=== Goal of the exercise ===
According to the passage below on ecommerce in 2020, what did the pureplay retailer WatchPilot do?

=== Document extract ===
_ _ _ _ _ _ _

The statistics surrounding how ecommerce has changed across 2020 are as astonishing as you might expect after such an unusual year.
Ecommerce revenues across Europe have risen 30% in 2020, fuelled by the lockdown and are likely to double there share of total sales by 2025 from where they were in 2019. China and the US are set to account for 60% of ecommerce this year and 99% of adults now use the internet with some degree of regularity.
This is the good news for pureplay and omni-channel retailers from the pandemic. The bad news is that it is very hard to predict where that spending is set to go. Many established retailers have already seen that the wholesale switch to ecommerce worldwide in 2020 hasn’t necessarily come their way.
For many, the pureplay disruptors in their sector have suddenly seen a level playing field and have reaped the rewards. For others that were perhaps not as far along their ecommerce journey as others, these statistics only reinforce the pain they have felt these past 12 months.
Some retailers have adapted to this by looking at how to create an omni-channel presence on the fly. The Cotswold Company, for instance, has used video from its stores to offer online customer service, while WatchPilot, a pureplay, has gone the other way and opened a store.

_ _ _ _ _ _ _

=== Material shown ===
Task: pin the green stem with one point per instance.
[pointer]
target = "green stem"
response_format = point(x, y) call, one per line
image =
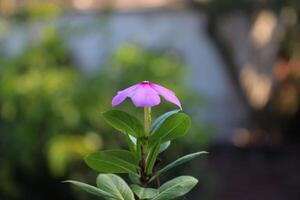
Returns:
point(144, 145)
point(147, 120)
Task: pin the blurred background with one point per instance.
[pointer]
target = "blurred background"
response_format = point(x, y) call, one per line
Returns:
point(234, 64)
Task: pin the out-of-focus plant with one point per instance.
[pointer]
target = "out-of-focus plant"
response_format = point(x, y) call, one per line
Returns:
point(48, 105)
point(42, 100)
point(145, 143)
point(131, 63)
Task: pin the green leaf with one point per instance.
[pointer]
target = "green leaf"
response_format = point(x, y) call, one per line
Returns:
point(177, 162)
point(151, 158)
point(144, 193)
point(173, 127)
point(124, 122)
point(162, 118)
point(116, 186)
point(90, 189)
point(176, 187)
point(134, 178)
point(164, 146)
point(112, 161)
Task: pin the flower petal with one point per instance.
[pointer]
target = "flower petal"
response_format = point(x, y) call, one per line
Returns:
point(145, 96)
point(167, 94)
point(122, 95)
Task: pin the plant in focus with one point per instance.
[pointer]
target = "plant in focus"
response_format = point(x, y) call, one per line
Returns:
point(145, 142)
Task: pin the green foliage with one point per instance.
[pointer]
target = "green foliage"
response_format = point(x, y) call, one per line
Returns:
point(144, 193)
point(91, 189)
point(113, 161)
point(151, 158)
point(173, 127)
point(140, 168)
point(49, 109)
point(124, 122)
point(116, 186)
point(177, 162)
point(175, 188)
point(157, 122)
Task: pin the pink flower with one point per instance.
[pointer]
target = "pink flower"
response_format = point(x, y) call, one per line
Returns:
point(146, 94)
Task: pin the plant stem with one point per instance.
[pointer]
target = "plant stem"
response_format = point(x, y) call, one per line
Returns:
point(145, 150)
point(147, 120)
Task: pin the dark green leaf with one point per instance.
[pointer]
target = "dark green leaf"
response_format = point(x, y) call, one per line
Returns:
point(177, 162)
point(91, 189)
point(173, 127)
point(176, 187)
point(124, 122)
point(134, 178)
point(112, 161)
point(151, 158)
point(162, 118)
point(144, 193)
point(115, 185)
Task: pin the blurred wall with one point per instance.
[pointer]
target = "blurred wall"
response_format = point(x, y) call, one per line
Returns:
point(92, 37)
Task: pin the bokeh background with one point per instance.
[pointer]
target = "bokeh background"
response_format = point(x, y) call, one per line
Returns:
point(234, 64)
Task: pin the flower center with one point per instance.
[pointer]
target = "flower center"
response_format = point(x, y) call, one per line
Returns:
point(145, 82)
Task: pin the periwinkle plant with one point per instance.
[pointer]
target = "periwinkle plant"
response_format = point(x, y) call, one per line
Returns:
point(145, 143)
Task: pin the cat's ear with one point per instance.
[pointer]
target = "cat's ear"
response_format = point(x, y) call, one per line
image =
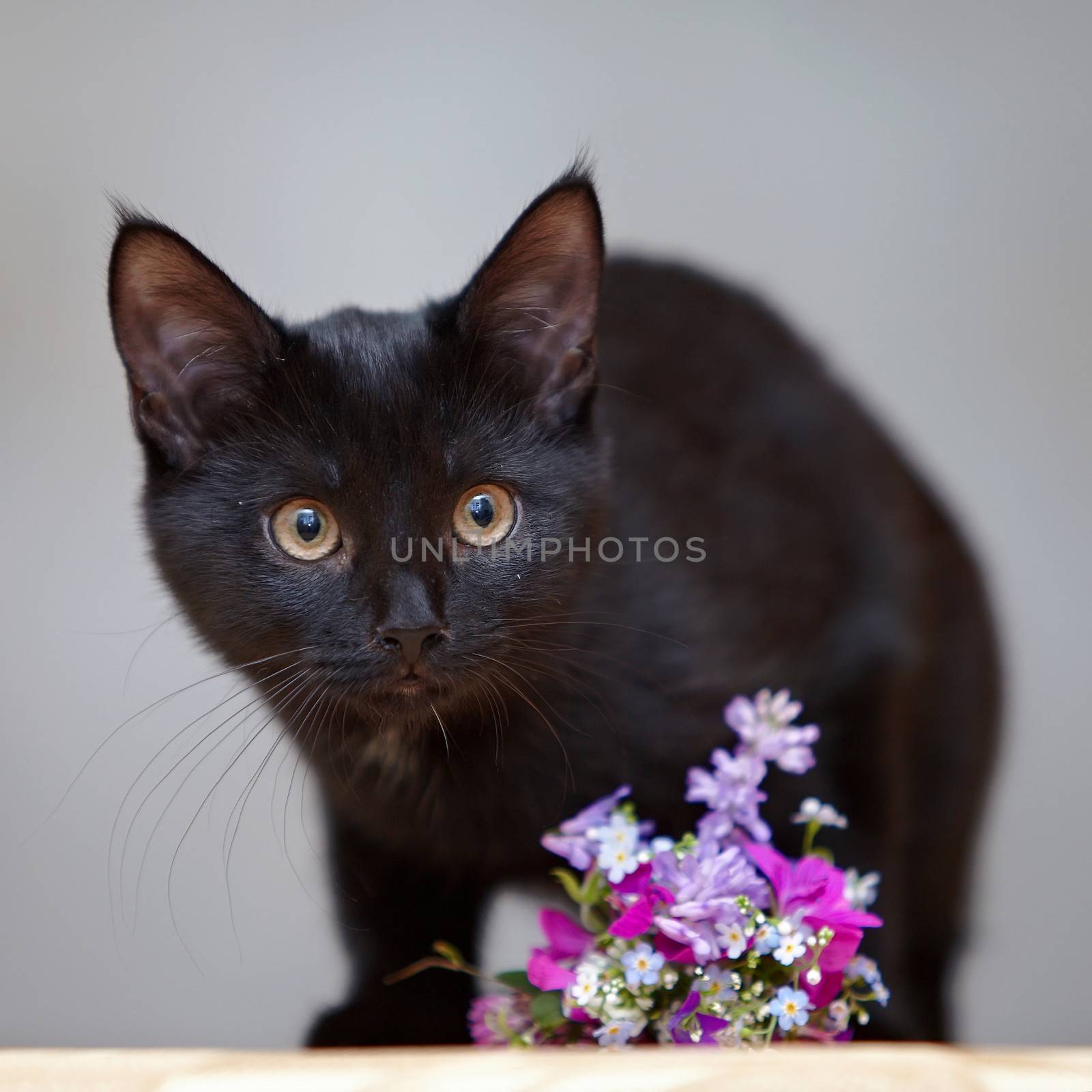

_ _ _ _ _ _ _

=== Exercise response ===
WatchPilot opened a store.